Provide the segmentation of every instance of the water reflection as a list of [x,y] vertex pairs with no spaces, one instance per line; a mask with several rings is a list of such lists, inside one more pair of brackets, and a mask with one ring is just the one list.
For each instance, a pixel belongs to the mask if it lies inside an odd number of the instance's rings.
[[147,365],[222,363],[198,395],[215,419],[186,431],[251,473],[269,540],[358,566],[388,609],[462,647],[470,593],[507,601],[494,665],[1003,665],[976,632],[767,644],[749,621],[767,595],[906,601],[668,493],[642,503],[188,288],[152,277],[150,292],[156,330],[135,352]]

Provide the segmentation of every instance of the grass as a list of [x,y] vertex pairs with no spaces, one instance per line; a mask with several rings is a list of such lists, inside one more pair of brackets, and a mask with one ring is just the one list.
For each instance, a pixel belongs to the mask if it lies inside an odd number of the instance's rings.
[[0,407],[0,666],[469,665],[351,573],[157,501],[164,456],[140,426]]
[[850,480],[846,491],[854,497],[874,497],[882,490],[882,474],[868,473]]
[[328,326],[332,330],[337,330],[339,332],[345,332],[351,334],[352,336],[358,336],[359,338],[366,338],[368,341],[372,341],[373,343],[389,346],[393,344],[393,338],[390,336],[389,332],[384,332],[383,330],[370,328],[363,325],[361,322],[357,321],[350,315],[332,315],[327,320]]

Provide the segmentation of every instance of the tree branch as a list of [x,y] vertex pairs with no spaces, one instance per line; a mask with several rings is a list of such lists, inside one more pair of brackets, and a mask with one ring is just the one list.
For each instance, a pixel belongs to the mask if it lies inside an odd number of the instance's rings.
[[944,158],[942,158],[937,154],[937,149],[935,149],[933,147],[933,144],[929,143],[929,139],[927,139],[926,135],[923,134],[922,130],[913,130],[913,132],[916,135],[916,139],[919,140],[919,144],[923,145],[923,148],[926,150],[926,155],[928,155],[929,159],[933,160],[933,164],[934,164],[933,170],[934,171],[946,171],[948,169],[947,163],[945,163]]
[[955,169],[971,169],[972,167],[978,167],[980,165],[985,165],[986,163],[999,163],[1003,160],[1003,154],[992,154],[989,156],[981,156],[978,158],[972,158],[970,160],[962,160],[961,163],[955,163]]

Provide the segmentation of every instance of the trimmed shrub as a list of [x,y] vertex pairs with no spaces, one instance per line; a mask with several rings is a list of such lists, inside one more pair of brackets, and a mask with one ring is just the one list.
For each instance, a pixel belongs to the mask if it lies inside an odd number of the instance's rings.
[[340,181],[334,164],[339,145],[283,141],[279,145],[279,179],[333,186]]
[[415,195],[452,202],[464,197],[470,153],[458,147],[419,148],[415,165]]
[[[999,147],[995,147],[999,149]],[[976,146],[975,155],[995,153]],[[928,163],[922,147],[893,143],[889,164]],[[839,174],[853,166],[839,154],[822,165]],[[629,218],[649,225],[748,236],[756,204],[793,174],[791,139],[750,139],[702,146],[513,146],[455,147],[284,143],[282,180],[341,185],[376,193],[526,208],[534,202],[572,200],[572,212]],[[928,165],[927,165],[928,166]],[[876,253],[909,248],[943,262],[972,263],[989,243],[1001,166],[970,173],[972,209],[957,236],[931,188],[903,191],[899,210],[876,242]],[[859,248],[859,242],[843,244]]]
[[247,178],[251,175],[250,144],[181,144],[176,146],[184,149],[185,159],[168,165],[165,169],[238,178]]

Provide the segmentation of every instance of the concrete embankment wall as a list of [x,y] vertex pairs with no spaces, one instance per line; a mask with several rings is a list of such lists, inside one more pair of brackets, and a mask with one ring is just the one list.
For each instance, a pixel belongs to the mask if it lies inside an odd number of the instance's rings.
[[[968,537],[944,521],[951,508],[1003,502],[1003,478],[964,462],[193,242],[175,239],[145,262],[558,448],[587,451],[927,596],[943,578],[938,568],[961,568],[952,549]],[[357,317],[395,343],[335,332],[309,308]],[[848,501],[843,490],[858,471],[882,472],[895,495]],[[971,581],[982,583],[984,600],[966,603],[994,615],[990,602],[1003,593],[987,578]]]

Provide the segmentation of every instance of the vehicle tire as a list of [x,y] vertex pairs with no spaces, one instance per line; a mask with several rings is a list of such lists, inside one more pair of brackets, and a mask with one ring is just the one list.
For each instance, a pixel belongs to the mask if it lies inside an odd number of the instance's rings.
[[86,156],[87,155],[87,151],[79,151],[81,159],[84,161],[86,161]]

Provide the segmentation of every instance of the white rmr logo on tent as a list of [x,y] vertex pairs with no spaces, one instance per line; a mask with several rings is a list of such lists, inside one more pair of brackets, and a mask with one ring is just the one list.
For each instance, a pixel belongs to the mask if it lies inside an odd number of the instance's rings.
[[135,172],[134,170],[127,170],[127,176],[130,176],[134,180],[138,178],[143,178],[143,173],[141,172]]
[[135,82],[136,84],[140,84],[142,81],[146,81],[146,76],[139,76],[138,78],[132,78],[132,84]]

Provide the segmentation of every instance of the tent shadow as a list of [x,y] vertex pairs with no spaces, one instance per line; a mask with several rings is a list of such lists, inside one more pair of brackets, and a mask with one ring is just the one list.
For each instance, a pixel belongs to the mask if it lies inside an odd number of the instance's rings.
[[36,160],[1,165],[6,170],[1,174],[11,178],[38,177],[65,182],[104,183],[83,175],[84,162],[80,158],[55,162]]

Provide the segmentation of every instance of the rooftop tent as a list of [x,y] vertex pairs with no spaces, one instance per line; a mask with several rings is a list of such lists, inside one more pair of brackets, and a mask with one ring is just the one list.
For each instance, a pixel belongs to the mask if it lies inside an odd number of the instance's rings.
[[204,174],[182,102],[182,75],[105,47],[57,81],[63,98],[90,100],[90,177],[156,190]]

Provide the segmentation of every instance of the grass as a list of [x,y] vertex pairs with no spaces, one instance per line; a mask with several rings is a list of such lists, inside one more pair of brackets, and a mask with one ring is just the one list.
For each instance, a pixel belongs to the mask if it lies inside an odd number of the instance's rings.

## AIM OF THE TASK
Send back all of the entries exactly, with nothing missing.

## RIGHT ANSWER
Provide the segmentation of every instance of the water reflection as a list of [x,y] vertex pairs with no spaces, one instance per line; a mask with several rings is a list of such lists, inside one more pair of brackets, and a mask with one ring is just the one list.
For each instance, a pixel belongs to the mask if it lies inside an odd number of the instance's rings.
[[147,365],[222,363],[198,395],[215,419],[186,431],[251,473],[269,540],[358,566],[388,609],[462,647],[470,593],[507,601],[494,665],[1003,665],[976,632],[767,644],[749,621],[767,595],[906,601],[668,493],[642,503],[188,288],[152,277],[150,292],[156,330],[135,352]]

Provide the segmentation of every instance of the grass as a list of [x,y] vertex pairs with no spaces, one instance per line; a mask with several rings is a list of such lists, inside one more pair of brackets, and a mask with one ring is just the one list.
For each instance, a pixel belongs to the mask if it lies inside an odd number of the instance's rings.
[[0,407],[0,666],[469,665],[351,573],[157,501],[164,456],[140,426]]
[[850,480],[846,491],[854,497],[874,497],[882,490],[882,474],[868,473]]
[[328,326],[332,330],[337,330],[339,332],[345,332],[351,334],[352,336],[358,336],[359,338],[366,338],[368,341],[372,341],[373,343],[389,346],[393,344],[393,338],[390,336],[389,332],[384,332],[383,330],[370,328],[363,325],[361,322],[357,321],[350,315],[332,315],[327,320]]

Provide the segmentation of every instance of the tree branch as a list of [x,y] vertex pairs with no spaces, one instance per line; a mask with several rings is a list of such lists, inside one more pair of brackets, and a mask with one ring is just the one list.
For each instance, a pixel belongs to the mask if it lies inside an odd number of the instance's rings.
[[944,158],[942,158],[937,154],[937,149],[935,149],[933,147],[933,144],[929,143],[929,139],[927,139],[926,135],[923,134],[922,130],[913,130],[913,132],[916,135],[916,139],[919,140],[919,144],[923,145],[923,148],[926,150],[926,155],[928,155],[929,159],[933,160],[933,164],[934,164],[933,170],[934,171],[946,171],[948,169],[947,163],[945,163]]
[[955,169],[971,169],[972,167],[978,167],[980,165],[985,165],[986,163],[999,163],[1003,160],[1003,154],[992,154],[989,156],[981,156],[978,158],[972,158],[970,160],[962,160],[961,163],[955,163]]

Provide the segmentation of every instance of the trimmed shrub as a list of [x,y] vertex pairs with no spaces, one instance per line; a mask with several rings is a list of such lists, inside one more pair of brackets, and a mask with one ring is just the one list.
For each instance, a pixel belongs to the mask if it lies inside an odd number of the instance's rings.
[[340,181],[334,164],[339,145],[283,141],[279,145],[279,179],[333,186]]
[[415,195],[452,202],[464,197],[470,153],[458,147],[419,148],[415,165]]
[[[999,147],[995,147],[999,149]],[[976,146],[975,155],[995,153]],[[928,163],[922,147],[893,143],[889,164]],[[839,174],[853,166],[839,154],[822,165]],[[629,218],[649,225],[748,236],[756,204],[793,174],[791,139],[750,139],[702,146],[513,146],[455,147],[284,143],[282,180],[341,185],[376,193],[526,208],[534,202],[572,200],[572,212]],[[928,165],[927,165],[928,166]],[[876,253],[909,248],[943,262],[972,263],[989,243],[1001,166],[970,173],[972,209],[957,236],[931,188],[903,191],[899,210],[876,242]],[[859,248],[859,242],[843,244]]]
[[247,178],[251,175],[250,144],[181,144],[176,146],[184,149],[185,159],[168,165],[165,169],[238,178]]

Provide the segmentation of every instance of the concrete embankment wall as a list of [x,y] vertex pairs with no spaces, one instance per line; a mask with several rings is a list of such lists, inside one more pair of brackets, and a mask with one ring is just the one list.
For each instance, a pixel belongs to the mask if it lies inside an odd number of the instance's rings.
[[[968,537],[944,521],[951,508],[1003,502],[1003,478],[964,462],[193,242],[175,239],[145,262],[558,448],[587,451],[927,596],[943,578],[938,568],[961,568],[952,549]],[[357,317],[395,343],[335,332],[309,308]],[[848,501],[843,490],[858,471],[882,472],[895,495]],[[971,581],[982,583],[984,600],[966,603],[994,615],[990,602],[1003,593],[987,578]]]

Provide the segmentation of every instance of the vehicle tire as a list of [x,y] vertex pairs with no spaces, one instance per line; a mask with several rings is a list of such lists, inside one more pair of brackets, and a mask with one ring is just the one list.
For each instance, a pixel belongs to the mask if it lies inside an odd number of the instance's rings.
[[86,156],[87,155],[87,151],[79,151],[81,159],[84,161],[86,161]]

Provide the segmentation of every instance of the white rmr logo on tent as a list of [x,y] vertex pairs with no spaces, one instance per line; a mask with several rings is a list of such lists, inside one more pair of brackets, and a mask with one ring is just the one list.
For each instance, a pixel belongs to the mask if it lies inside an odd number of the instance's rings.
[[135,172],[134,170],[127,170],[127,176],[130,176],[134,180],[138,178],[143,178],[143,173],[141,172]]
[[135,82],[136,84],[140,84],[142,81],[146,81],[146,76],[139,76],[138,78],[132,78],[132,84]]

Provide the segmentation of every instance of the tent shadow as a list of [x,y] vertex pairs with no spaces, one instance per line; a mask with several rings is a list of such lists, inside one more pair of brackets, and a mask with one ring is just the one list.
For each instance, a pixel belongs to the mask if it lies inside an odd number of the instance's rings.
[[36,160],[1,165],[6,170],[1,174],[11,178],[38,177],[65,182],[104,183],[83,175],[84,162],[80,158],[55,162]]

Provide the segmentation of every instance of the rooftop tent as a list of [x,y] vertex pairs with no spaces, one instance per line; a mask with several rings is a list of such lists, inside one more pair of brackets, and a mask with one ring is just the one list.
For each instance, a pixel belongs to the mask if it lies inside an odd number of the instance's rings.
[[204,174],[182,102],[182,75],[105,47],[57,81],[63,98],[90,100],[90,177],[156,190]]

Provide the segmentation of every instance of the grass as a list of [x,y] vertex pairs with no spaces, one instance per line; a mask with several rings is a list of such lists, inside one more pair of brackets, and a mask with one ring is just the one list.
For each instance, a pixel belongs to the mask if it lies inside an odd number of the instance's rings.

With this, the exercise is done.